[Work to complete] Please count how many lines in the entries below contain the string "bare", with case counting. Reply with the number alone.

[Items from a data source]
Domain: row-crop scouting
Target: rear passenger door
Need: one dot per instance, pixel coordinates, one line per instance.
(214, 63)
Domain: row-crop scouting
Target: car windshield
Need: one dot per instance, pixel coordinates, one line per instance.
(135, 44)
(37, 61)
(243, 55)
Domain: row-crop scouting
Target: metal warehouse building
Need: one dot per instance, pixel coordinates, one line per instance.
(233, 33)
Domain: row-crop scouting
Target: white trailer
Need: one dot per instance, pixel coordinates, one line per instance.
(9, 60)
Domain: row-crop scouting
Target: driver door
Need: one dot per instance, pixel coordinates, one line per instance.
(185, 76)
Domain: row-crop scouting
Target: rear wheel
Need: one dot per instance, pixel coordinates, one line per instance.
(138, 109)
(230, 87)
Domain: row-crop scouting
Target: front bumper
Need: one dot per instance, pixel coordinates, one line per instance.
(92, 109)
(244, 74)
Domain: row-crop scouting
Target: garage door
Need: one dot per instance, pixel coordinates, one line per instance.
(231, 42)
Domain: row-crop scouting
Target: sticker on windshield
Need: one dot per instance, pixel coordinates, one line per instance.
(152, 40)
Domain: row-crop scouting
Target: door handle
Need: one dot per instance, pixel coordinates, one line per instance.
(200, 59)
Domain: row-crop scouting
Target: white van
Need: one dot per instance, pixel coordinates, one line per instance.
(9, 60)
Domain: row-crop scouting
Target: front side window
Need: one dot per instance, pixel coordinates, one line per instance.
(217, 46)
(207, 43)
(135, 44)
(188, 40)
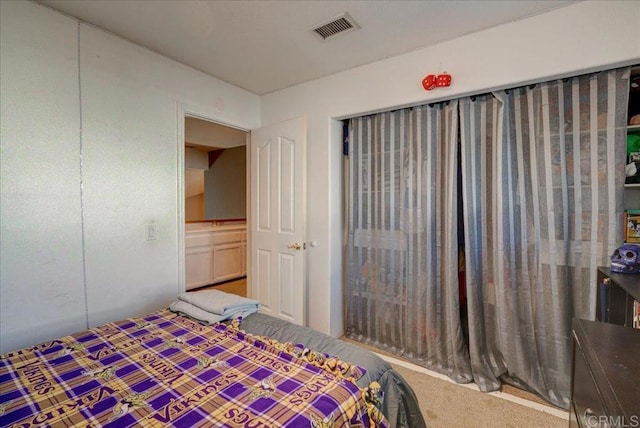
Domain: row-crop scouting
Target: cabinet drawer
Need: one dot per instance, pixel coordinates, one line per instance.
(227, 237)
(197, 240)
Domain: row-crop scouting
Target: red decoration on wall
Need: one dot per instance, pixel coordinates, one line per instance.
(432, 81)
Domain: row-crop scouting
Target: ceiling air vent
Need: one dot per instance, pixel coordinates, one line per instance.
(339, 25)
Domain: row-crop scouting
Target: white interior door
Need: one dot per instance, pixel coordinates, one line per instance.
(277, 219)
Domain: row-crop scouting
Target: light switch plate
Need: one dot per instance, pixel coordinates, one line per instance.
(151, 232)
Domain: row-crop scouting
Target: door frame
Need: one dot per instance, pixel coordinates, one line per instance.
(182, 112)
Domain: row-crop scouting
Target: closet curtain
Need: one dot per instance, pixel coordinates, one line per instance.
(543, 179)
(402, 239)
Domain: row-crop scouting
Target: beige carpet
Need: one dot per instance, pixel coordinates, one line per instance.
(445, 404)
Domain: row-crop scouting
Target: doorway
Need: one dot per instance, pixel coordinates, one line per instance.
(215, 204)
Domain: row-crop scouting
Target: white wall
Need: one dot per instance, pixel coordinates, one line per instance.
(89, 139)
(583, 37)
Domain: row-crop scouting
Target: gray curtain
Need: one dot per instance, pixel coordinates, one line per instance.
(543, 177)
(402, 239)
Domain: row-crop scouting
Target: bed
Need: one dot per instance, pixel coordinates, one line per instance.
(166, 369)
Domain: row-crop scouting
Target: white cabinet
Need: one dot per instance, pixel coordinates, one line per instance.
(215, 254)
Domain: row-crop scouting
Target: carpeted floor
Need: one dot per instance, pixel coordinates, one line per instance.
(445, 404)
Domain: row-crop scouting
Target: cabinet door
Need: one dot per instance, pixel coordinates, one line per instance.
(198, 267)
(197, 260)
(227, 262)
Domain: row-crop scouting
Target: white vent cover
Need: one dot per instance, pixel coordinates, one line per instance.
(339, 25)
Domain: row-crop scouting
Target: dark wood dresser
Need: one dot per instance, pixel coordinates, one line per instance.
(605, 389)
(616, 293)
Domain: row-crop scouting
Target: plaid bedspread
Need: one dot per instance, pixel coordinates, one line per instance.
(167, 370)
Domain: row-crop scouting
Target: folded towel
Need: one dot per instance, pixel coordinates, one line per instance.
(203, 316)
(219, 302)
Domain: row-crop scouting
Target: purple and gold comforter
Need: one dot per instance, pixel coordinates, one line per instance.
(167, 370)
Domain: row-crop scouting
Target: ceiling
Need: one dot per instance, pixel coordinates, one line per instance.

...

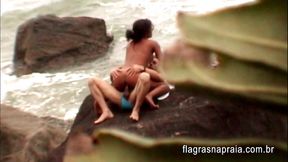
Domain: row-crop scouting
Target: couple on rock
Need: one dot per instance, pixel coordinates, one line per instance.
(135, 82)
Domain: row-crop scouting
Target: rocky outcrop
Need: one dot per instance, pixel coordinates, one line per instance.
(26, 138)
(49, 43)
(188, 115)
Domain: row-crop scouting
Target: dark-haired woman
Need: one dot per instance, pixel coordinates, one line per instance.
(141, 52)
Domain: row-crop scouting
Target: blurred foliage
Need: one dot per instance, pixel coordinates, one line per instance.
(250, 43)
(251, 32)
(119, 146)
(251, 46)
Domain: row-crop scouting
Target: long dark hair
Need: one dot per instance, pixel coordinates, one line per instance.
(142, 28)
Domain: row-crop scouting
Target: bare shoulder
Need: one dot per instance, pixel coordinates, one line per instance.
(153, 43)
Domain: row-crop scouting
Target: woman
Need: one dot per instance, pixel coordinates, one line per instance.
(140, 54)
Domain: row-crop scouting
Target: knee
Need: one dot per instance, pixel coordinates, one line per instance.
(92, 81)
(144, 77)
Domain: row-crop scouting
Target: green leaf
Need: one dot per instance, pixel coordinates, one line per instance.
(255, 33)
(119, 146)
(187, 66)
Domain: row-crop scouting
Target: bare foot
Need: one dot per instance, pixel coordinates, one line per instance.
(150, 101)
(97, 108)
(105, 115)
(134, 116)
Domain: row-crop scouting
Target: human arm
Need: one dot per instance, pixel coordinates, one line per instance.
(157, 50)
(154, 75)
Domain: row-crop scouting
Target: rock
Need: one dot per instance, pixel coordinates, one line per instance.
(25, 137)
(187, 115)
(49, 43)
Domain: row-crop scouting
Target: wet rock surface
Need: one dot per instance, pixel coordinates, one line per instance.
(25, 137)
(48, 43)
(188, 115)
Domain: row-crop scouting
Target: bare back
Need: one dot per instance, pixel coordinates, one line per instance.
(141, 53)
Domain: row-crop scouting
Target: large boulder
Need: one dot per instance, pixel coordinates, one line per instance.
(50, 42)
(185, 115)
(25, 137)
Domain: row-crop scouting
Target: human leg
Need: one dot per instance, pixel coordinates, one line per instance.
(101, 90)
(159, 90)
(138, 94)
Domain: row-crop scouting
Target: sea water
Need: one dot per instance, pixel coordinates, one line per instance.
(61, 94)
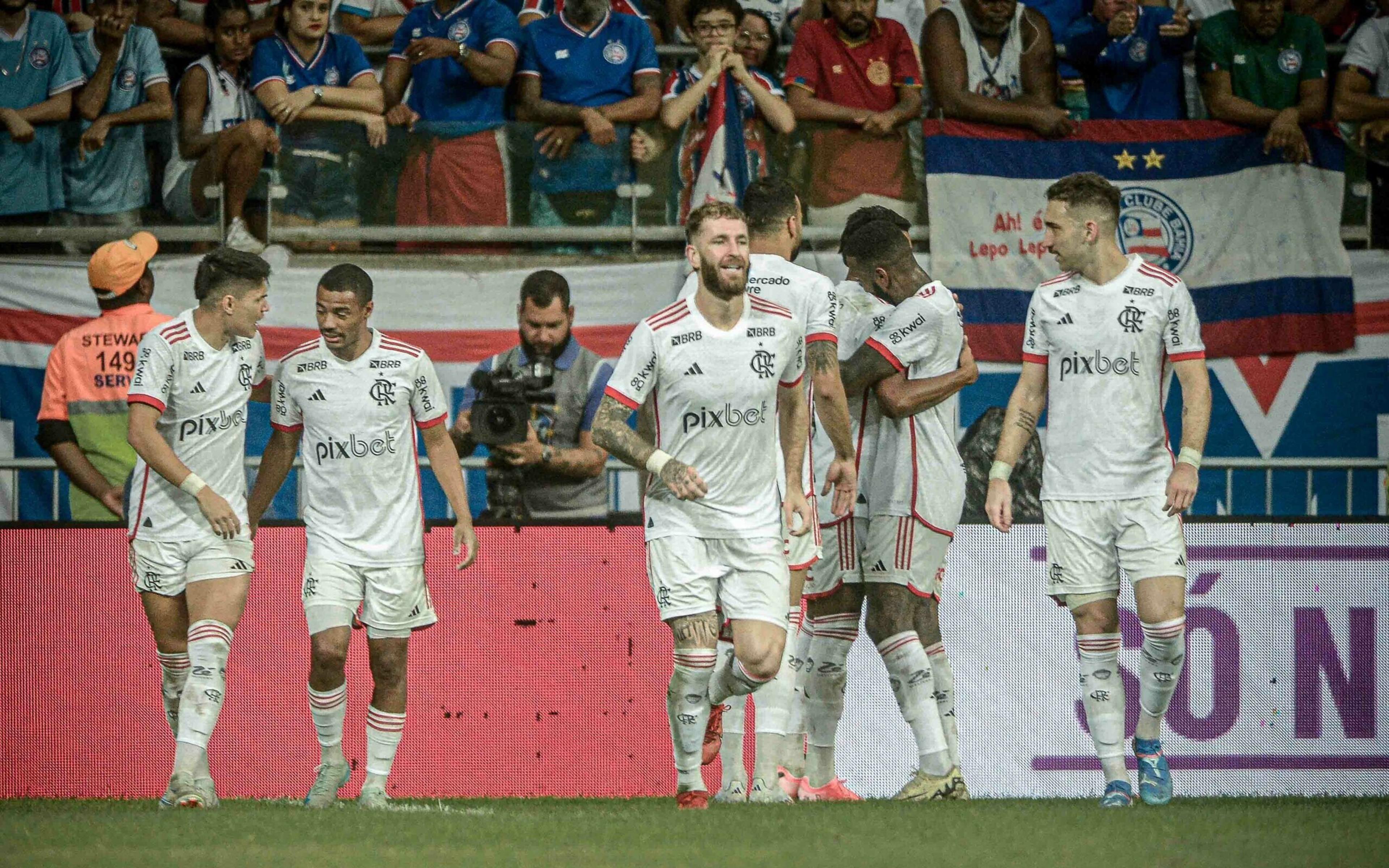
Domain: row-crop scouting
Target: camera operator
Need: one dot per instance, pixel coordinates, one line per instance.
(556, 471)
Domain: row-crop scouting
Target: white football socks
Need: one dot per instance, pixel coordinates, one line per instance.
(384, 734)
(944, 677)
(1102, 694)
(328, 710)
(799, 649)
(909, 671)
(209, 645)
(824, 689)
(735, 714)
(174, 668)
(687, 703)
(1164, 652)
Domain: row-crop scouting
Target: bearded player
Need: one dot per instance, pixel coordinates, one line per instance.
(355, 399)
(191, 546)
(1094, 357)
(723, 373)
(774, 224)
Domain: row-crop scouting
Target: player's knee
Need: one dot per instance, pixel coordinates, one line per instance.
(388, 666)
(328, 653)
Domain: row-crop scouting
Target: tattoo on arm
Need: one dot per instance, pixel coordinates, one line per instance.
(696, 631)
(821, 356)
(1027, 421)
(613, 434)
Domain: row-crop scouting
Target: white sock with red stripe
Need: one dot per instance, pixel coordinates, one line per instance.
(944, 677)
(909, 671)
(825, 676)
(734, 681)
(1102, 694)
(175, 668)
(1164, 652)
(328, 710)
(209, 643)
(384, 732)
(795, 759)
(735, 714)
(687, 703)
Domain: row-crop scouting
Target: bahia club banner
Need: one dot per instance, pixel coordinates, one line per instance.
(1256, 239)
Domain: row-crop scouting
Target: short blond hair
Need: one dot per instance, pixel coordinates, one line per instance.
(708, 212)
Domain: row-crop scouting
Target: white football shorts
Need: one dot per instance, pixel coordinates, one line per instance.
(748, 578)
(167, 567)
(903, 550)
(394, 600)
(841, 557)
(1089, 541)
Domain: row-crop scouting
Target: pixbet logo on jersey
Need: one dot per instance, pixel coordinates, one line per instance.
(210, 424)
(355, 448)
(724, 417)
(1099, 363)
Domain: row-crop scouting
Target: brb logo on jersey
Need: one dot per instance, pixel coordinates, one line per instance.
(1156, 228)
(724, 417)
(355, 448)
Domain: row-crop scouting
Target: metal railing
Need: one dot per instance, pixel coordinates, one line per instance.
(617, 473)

[Output for this task] 3